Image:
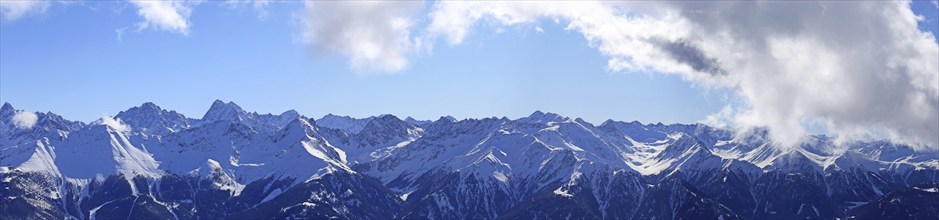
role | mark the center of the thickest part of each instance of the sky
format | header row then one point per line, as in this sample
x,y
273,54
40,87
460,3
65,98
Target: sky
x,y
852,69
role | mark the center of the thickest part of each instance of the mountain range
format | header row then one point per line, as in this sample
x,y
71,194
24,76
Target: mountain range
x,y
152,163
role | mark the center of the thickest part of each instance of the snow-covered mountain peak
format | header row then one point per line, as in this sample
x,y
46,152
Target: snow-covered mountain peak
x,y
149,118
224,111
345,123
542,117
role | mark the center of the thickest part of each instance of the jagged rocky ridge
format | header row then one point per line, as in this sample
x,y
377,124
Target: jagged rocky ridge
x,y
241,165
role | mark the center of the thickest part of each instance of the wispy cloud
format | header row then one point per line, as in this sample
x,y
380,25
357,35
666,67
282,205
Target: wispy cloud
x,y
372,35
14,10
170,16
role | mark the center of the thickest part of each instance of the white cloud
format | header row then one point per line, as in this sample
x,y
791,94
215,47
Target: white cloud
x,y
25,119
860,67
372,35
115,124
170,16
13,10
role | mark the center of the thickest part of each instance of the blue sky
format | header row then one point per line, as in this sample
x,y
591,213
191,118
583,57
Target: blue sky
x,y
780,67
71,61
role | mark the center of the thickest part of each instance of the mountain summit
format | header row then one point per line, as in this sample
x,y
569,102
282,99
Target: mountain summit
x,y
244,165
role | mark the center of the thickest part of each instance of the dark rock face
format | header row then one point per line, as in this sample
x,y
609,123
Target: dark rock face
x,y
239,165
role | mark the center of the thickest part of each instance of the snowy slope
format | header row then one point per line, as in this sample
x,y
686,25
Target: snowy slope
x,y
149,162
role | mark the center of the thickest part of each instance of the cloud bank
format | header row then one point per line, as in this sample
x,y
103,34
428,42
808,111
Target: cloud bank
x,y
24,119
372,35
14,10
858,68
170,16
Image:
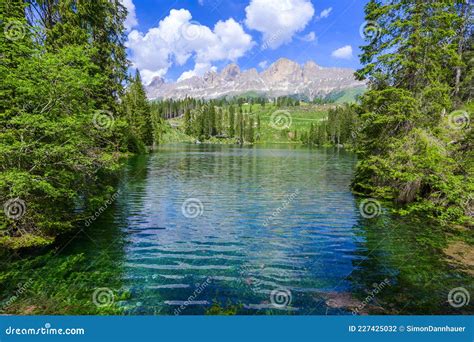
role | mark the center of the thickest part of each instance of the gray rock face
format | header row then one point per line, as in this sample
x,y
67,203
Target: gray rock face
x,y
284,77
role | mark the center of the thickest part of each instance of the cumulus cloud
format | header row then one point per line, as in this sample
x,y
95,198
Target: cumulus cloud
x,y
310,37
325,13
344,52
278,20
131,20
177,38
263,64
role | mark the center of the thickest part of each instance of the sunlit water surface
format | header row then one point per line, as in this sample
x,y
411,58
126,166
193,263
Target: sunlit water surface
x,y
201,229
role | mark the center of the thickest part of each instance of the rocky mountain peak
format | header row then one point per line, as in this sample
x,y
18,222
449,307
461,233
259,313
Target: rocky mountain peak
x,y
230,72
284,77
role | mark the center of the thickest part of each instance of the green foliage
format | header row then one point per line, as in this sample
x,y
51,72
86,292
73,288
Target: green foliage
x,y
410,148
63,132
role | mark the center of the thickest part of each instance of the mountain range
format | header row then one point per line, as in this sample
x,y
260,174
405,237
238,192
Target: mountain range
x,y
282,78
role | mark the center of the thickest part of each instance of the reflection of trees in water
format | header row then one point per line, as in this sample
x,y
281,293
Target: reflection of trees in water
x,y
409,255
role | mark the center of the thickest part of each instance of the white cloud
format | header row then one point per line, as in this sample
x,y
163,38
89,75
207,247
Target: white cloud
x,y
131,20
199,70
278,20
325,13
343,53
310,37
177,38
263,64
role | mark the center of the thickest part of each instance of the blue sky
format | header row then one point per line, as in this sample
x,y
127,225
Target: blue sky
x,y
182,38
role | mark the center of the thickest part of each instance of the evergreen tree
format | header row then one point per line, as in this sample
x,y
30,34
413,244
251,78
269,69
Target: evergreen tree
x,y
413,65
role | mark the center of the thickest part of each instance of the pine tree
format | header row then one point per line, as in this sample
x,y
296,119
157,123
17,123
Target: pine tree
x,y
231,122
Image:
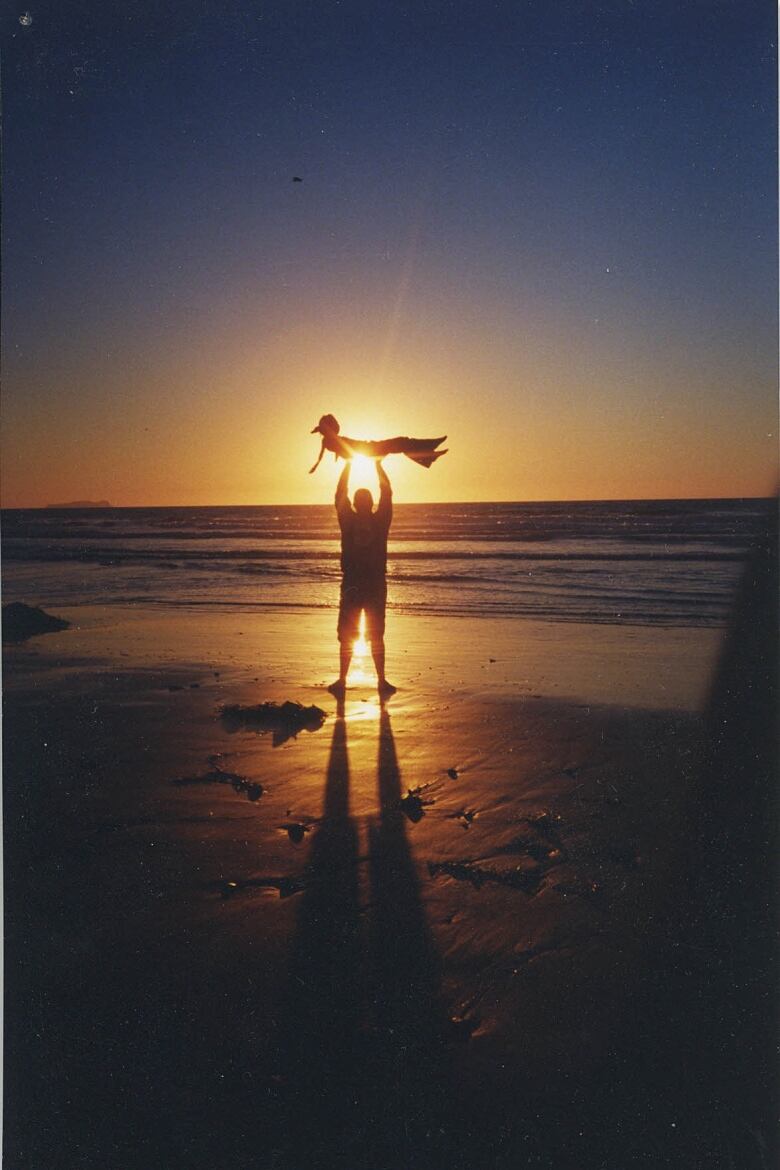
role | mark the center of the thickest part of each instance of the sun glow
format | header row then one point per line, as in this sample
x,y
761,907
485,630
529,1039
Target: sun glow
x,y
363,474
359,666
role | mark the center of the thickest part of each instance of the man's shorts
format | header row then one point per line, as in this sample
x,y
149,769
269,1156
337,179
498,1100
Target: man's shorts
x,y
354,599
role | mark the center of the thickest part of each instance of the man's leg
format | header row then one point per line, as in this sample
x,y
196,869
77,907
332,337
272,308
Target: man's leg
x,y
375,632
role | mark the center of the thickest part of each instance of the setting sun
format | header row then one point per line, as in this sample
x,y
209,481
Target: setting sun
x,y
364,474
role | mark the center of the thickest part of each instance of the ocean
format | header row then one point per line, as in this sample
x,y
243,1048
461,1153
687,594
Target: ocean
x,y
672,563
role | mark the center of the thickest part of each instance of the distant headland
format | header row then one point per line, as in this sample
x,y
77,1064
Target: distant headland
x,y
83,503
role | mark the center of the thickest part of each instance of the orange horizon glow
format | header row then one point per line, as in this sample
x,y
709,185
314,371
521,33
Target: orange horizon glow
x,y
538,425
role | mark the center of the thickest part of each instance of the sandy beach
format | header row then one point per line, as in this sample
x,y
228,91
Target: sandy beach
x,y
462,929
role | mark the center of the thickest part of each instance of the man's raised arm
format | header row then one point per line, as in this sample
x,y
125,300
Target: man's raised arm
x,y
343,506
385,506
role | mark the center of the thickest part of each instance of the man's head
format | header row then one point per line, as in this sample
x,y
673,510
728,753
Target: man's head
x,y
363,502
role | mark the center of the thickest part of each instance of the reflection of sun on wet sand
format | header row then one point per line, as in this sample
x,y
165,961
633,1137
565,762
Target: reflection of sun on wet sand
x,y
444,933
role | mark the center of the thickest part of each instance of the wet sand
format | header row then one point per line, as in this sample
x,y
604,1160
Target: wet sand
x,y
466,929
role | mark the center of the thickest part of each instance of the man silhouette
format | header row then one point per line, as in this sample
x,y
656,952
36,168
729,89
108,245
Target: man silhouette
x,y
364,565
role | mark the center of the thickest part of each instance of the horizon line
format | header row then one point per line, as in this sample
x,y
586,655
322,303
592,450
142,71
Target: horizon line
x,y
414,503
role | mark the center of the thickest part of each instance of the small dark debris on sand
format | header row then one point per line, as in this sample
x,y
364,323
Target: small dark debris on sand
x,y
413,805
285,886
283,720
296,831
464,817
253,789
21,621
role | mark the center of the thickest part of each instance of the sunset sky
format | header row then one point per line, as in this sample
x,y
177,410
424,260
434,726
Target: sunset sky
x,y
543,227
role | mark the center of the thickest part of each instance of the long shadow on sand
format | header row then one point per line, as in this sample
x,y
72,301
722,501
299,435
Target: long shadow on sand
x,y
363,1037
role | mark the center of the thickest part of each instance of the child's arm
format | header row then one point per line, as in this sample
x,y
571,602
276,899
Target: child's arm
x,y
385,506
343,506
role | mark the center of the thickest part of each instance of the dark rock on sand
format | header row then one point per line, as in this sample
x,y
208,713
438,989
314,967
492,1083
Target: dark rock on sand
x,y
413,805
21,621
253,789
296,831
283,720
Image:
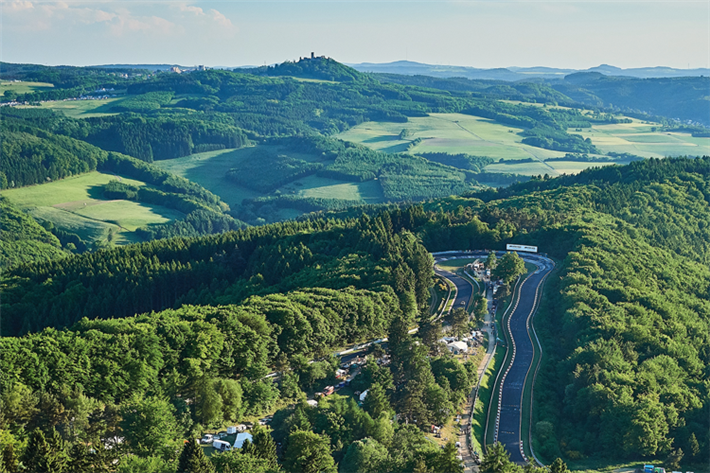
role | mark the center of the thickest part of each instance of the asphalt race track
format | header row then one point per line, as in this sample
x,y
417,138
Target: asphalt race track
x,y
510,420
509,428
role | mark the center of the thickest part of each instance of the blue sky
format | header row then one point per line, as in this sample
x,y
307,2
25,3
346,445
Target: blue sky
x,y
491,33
________
Work to do ▸ Extract, word for word, each line from the one that contains "the sunset sky" through the final line of the data above. Leave the pictures out.

Answer to this problem ▸
role | mark the center of the thickest part of each instance of the sunset sky
format | header row then one point per line, as in this sample
x,y
177,410
424,260
434,726
Target: sunset sky
x,y
543,227
role | mark the center of the thickest part of each instance of the long shadow on sand
format | header row then one point per line, as in this sample
x,y
72,301
722,501
299,435
Target: long shadow on sand
x,y
363,1037
role | mark the center of the thickest part of each instance of the child's arm
format | header row then one point per line, as in this sample
x,y
571,602
276,899
Target: child's arm
x,y
385,506
343,506
role | mark the center of the thickest part of each instance of the dark rock on sand
format | header row then one point per line, as in this sample
x,y
208,713
438,989
314,967
492,1083
Target: dark rock on sand
x,y
413,805
21,621
253,789
296,831
283,720
Image:
role | mark the center of the thickest part of each instance of the asphalt race track
format | header row then one point per line, as in this sample
x,y
417,138
Target: asphalt race track
x,y
510,420
509,428
role | mark the center of the thickest part of each instance of the blue sky
format | header row then one point per line, as in this sample
x,y
307,2
25,3
346,445
Target: blue sky
x,y
491,33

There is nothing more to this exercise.